++++ PROVIDED INFORMATION ++++

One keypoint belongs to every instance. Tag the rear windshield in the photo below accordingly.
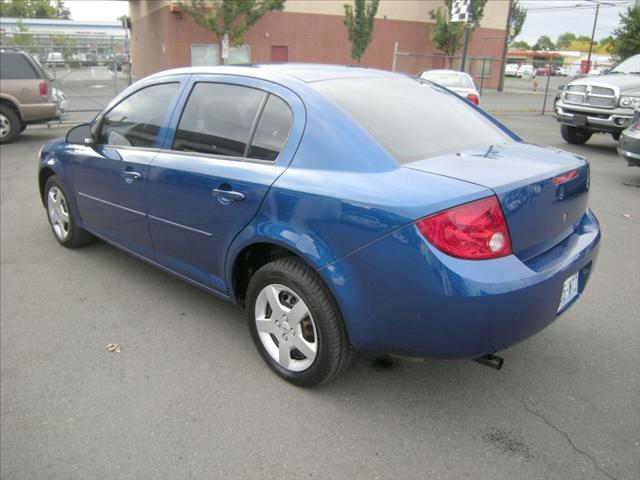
(450, 80)
(411, 118)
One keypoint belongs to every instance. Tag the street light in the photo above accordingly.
(593, 33)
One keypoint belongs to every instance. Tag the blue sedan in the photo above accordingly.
(345, 209)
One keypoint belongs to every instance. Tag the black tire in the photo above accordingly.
(334, 354)
(75, 236)
(10, 124)
(574, 135)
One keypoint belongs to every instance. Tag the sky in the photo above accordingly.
(577, 16)
(545, 17)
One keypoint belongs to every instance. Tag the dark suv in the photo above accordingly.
(25, 94)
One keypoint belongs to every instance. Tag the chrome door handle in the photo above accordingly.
(227, 197)
(131, 176)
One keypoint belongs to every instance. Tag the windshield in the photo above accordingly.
(412, 119)
(631, 66)
(451, 80)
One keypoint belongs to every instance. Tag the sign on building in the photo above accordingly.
(460, 10)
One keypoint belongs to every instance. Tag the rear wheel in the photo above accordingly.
(63, 225)
(295, 323)
(10, 124)
(574, 135)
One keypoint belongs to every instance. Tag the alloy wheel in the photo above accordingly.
(58, 213)
(286, 327)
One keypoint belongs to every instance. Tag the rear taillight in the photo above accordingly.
(473, 231)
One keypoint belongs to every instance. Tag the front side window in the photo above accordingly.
(218, 119)
(136, 121)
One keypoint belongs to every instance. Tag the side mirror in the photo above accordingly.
(80, 135)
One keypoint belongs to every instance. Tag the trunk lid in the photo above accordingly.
(539, 211)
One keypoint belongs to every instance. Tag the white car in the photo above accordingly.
(526, 71)
(511, 70)
(459, 82)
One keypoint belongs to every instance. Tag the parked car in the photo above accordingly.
(546, 71)
(55, 59)
(459, 82)
(526, 71)
(25, 94)
(629, 143)
(117, 62)
(340, 224)
(511, 70)
(604, 104)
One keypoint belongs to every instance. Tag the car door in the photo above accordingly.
(110, 177)
(234, 137)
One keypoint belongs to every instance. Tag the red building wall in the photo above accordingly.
(163, 40)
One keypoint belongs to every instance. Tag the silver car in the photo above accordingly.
(459, 82)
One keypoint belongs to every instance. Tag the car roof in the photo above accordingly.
(305, 72)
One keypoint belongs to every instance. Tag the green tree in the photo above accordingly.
(518, 16)
(447, 36)
(520, 45)
(359, 19)
(231, 17)
(565, 39)
(627, 36)
(544, 43)
(34, 9)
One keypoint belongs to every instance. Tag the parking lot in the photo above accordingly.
(189, 397)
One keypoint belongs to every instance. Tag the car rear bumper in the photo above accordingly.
(597, 121)
(401, 295)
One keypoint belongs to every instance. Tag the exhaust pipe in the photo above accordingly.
(490, 360)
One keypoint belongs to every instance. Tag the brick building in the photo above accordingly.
(163, 36)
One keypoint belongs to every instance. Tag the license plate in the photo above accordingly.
(580, 120)
(569, 290)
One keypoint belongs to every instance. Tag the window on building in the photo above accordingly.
(15, 66)
(483, 67)
(272, 131)
(136, 121)
(203, 55)
(218, 119)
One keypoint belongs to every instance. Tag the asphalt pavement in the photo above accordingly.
(188, 396)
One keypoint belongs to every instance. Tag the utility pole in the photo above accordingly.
(467, 28)
(505, 48)
(593, 33)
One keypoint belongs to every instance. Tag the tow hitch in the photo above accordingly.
(491, 360)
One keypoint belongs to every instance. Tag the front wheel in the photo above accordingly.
(295, 323)
(574, 135)
(63, 225)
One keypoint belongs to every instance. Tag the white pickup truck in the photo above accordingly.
(602, 104)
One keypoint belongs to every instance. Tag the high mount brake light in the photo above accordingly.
(473, 231)
(565, 177)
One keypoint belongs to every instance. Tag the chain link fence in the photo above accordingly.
(86, 71)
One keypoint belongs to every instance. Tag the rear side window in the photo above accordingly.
(411, 119)
(272, 131)
(14, 66)
(136, 121)
(218, 119)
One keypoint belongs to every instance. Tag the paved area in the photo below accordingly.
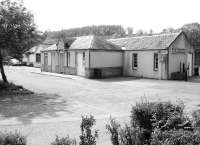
(62, 99)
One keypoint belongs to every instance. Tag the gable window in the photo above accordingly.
(156, 61)
(68, 59)
(83, 58)
(38, 57)
(135, 60)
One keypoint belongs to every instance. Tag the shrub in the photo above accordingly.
(64, 141)
(126, 135)
(132, 136)
(113, 129)
(12, 139)
(86, 137)
(175, 137)
(196, 118)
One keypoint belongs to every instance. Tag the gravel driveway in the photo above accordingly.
(62, 100)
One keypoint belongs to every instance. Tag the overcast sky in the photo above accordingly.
(138, 14)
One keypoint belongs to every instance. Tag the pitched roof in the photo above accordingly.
(122, 42)
(51, 47)
(161, 41)
(93, 42)
(37, 49)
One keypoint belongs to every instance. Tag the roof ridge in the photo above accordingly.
(92, 41)
(156, 35)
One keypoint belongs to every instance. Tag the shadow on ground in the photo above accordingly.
(117, 79)
(27, 107)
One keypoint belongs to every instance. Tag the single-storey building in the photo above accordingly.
(33, 56)
(86, 56)
(157, 56)
(197, 61)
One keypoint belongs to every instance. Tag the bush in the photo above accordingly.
(12, 139)
(126, 135)
(64, 141)
(175, 137)
(153, 123)
(87, 137)
(113, 129)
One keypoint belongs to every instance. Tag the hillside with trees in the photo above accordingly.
(113, 31)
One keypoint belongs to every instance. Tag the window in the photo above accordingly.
(155, 61)
(68, 59)
(38, 57)
(135, 60)
(83, 58)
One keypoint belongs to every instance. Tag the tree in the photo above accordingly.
(192, 31)
(150, 32)
(17, 31)
(140, 32)
(168, 30)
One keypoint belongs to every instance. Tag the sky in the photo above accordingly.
(55, 15)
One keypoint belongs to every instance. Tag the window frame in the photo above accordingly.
(134, 61)
(155, 62)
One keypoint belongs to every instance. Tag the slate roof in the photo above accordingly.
(93, 42)
(161, 41)
(37, 49)
(122, 42)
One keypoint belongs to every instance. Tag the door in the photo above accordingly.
(61, 62)
(189, 64)
(80, 64)
(53, 62)
(46, 62)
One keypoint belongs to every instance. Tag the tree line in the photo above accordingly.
(18, 31)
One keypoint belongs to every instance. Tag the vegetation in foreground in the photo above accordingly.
(158, 123)
(12, 89)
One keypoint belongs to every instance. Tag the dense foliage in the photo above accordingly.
(87, 137)
(64, 141)
(161, 123)
(101, 30)
(12, 139)
(17, 31)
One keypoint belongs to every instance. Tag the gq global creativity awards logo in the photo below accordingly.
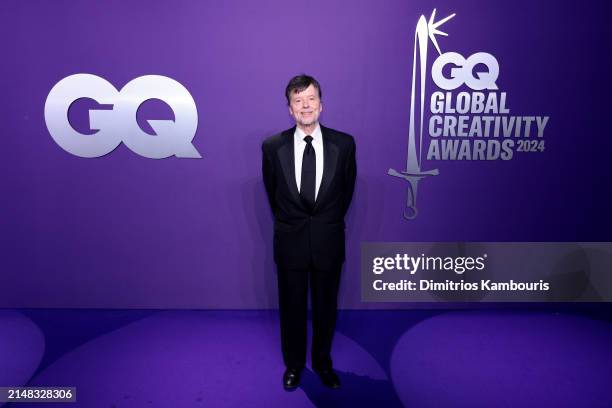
(469, 117)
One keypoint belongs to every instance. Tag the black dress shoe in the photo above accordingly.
(291, 378)
(329, 378)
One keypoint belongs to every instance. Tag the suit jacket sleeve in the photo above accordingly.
(267, 169)
(350, 173)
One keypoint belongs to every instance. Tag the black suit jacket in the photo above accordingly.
(302, 234)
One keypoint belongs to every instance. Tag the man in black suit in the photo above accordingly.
(309, 173)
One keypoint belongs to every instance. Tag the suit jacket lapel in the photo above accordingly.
(287, 160)
(330, 158)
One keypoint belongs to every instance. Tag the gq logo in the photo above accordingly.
(463, 71)
(119, 124)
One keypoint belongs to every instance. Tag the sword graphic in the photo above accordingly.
(413, 173)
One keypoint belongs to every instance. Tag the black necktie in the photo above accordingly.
(309, 165)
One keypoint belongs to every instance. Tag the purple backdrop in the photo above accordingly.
(125, 231)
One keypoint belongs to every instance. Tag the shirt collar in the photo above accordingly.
(317, 136)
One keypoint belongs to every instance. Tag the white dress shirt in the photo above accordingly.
(298, 151)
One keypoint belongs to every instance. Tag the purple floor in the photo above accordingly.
(419, 358)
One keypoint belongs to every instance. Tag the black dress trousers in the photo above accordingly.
(293, 304)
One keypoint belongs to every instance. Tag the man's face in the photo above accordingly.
(306, 106)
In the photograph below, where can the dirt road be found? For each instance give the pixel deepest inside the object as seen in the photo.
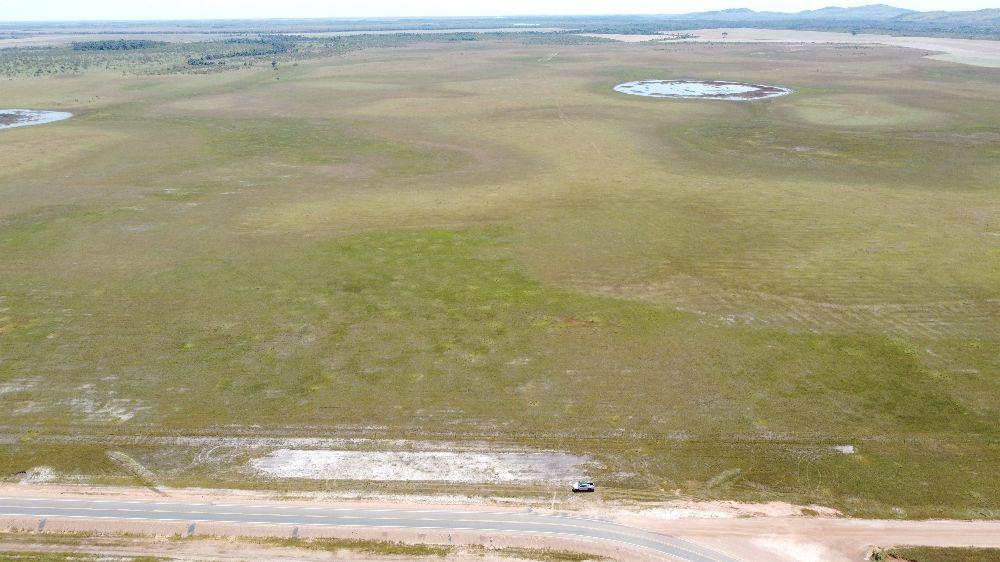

++++

**GIVEN REQUEST**:
Extract every line of the data above that contains the string "white". Case counts.

**WRITTEN REPLY**:
One keypoint belongs to every instance. Tag the white car in the photo above accordingly.
One keypoint belongs to every instance. Tag the white pickup truck in the photo above accordingly.
One keypoint belongs to every instance. Tag the white dress shirt in the photo above accordingly.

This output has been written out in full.